-- Text under study follows --

Pets That Don’t Fulfill Your Expectations of Their Anticipated Role

Dr. Laci Schaible

Today I have no advice to offer, only my thoughts to share. Perhaps I am not supposed to have these thoughts, perhaps the suitable pet parent would never wish their pet was something they aren't, but my thoughts still exist. I write to you not as a pet expert or veterinarian, but reach out to you to see if you have had any experience with this or advice to offer. I can't be the only one this happens to.

When we adopt pets, most of us have an idea of what type of relationship we would like to have with that pet. Of course, it will never be exactly what we envision, but sometimes a pet's temperament turns out to be not what we were looking for. Each instance is unique, and luckily my “surprise cat” is not a danger to anyone where I would have to reconsider her place in our home. However, I do know that sadly this too happens, sometimes even despite all the training, behavior therapy, and happy pills in the world.

I remember having a conversation with my husband, and fellow veterinarian, not too long ago about why anyone would have a cat that they couldn't hold. We had undoubtedly both had our share of clients over the years that confessed they couldn't hold their cats. Neither of us could understand this. We had the most wonderful and affectionate relationships with our cats. I thought half the reason of having a cat was unlimited snuggles and purr sessions.

Fast forward several years and allow me to introduce Mackenzie, a feral kitten we took in with a horrific case of ringworm. Mackenzie was the first pet we adopted as a married couple, and she truly healed our hearts after losing our pets the year prior (all three within 12 months; it was a devastating year in which we almost swore off pets entirely).

When you haven't had a kitten for years, you forget what joy and laughter they bring to your heart. Mackenzie was no different. She melted away our pain instantly with her purrs and she seemed to be just as thankful for us as we were for her. She was a normal, friendly kitten who loved affection and human interaction. But as she started to grow up, she became shy and now, at two years old, we can hardly touch her.

-- Text under study concluded --
-- Data follows --

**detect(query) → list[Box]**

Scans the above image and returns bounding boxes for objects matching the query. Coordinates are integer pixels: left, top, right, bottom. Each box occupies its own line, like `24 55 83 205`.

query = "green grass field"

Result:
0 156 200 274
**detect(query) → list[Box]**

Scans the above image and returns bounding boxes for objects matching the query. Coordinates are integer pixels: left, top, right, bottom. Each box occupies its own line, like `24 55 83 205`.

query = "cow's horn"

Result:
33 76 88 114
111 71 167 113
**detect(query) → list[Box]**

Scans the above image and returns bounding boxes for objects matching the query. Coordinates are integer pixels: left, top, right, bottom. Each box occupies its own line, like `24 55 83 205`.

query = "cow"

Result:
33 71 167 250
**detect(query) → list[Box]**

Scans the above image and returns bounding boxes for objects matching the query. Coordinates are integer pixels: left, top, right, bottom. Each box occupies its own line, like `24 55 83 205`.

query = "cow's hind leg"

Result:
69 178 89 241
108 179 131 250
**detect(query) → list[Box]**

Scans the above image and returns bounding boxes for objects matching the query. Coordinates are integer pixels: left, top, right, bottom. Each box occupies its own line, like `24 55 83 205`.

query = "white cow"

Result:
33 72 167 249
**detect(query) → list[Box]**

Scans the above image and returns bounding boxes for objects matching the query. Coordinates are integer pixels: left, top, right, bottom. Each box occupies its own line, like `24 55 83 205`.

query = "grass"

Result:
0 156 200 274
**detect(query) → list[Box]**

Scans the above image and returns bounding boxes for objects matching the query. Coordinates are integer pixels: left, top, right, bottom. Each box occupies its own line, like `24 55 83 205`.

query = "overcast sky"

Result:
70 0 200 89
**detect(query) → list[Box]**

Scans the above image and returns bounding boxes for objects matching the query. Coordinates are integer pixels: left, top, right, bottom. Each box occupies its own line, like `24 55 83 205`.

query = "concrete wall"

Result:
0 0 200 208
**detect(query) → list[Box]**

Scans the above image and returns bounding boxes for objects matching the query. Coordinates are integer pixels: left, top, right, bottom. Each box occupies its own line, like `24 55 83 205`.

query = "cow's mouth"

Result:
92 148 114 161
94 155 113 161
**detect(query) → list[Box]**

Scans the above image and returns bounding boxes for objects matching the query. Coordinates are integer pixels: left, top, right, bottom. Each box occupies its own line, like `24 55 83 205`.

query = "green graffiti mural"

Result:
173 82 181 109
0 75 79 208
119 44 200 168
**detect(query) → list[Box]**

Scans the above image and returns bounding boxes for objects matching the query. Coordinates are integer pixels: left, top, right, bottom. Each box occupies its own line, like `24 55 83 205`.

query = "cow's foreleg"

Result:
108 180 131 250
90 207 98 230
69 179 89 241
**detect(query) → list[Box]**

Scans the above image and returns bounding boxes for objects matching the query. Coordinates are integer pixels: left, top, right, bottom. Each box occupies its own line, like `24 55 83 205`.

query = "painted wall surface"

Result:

-- Data concluded --

● **What you will do**
Continue the text about Mackenzie, the cat who grew shy, beginning after its final sentence.

● **Answer for this exercise**
Having a cat that won't let you catch her, much less pet her, is a new experience for me. I recall the now-hilarious scene of my husband diving across the floor to catch Mackenzie to induce vomiting after she ingested a single Tylenol capsule—a deadly mistake for a cat. Literally, he dove and slid across the bare wood floor (while taking out a couple couches and tables) in an attempt to catch her, which he successfully did. It must have been traumatizing for her, but it was an emergency situation that called for desperate measures. We were able to induce vomiting before any damage was done, but my point is that this is the extreme level we must go to if we want to catch her.

Our relationship with her is a frustrating one. On one hand, she is a very easy, low-maintenance cat. She requires very little beyond food, water, a flushed toilet (not a typo), routine grooming and medical care, but I find myself wishing she gave a little back. Petting her is a challenge and picking her up is near impossible, unless you are in a cat scratch-proof suit of armor. Perhaps we did something wrong with her socialization as a kitten, but she wasn't the first kitten for either of us. She wasn't even the first calico kitten with ringworm—between the two of us we've had our share of felines and all their finicky behaviors.

You can follow the guidelines of how to select a puppy or kitten, and sometimes you just end up with a surprise. We do love her. Our other cat is incredibly needy and affectionate, so sometimes it’s nice to have an easy kid who demands very little. But I do wish that she would show us some sign of happiness or love. Though I know she doesn't hate us, sometimes she makes us feel that way when we enter the room, she sees us, her pupils morph into black saucers, and she darts away.

She will be part of our family for all of her life; we have never considered anything else. We adopted her and she is ours. She is just not the cat we were looking for. I have had patients, though few, who suffered from tendencies for aggression and were a true threat to others. Luckily, our Mackenzie is nothing like this, but I now can begin to empathize with the people with those pets. Before I wondered, perhaps from a narrow background, why keep a pet that is a danger to yourself and others when therapy, behaviorists, and veterinarians all have failed to make your pet a safe and suitable human companion? Now I understand those people feel a deep obligation, as that is their pet.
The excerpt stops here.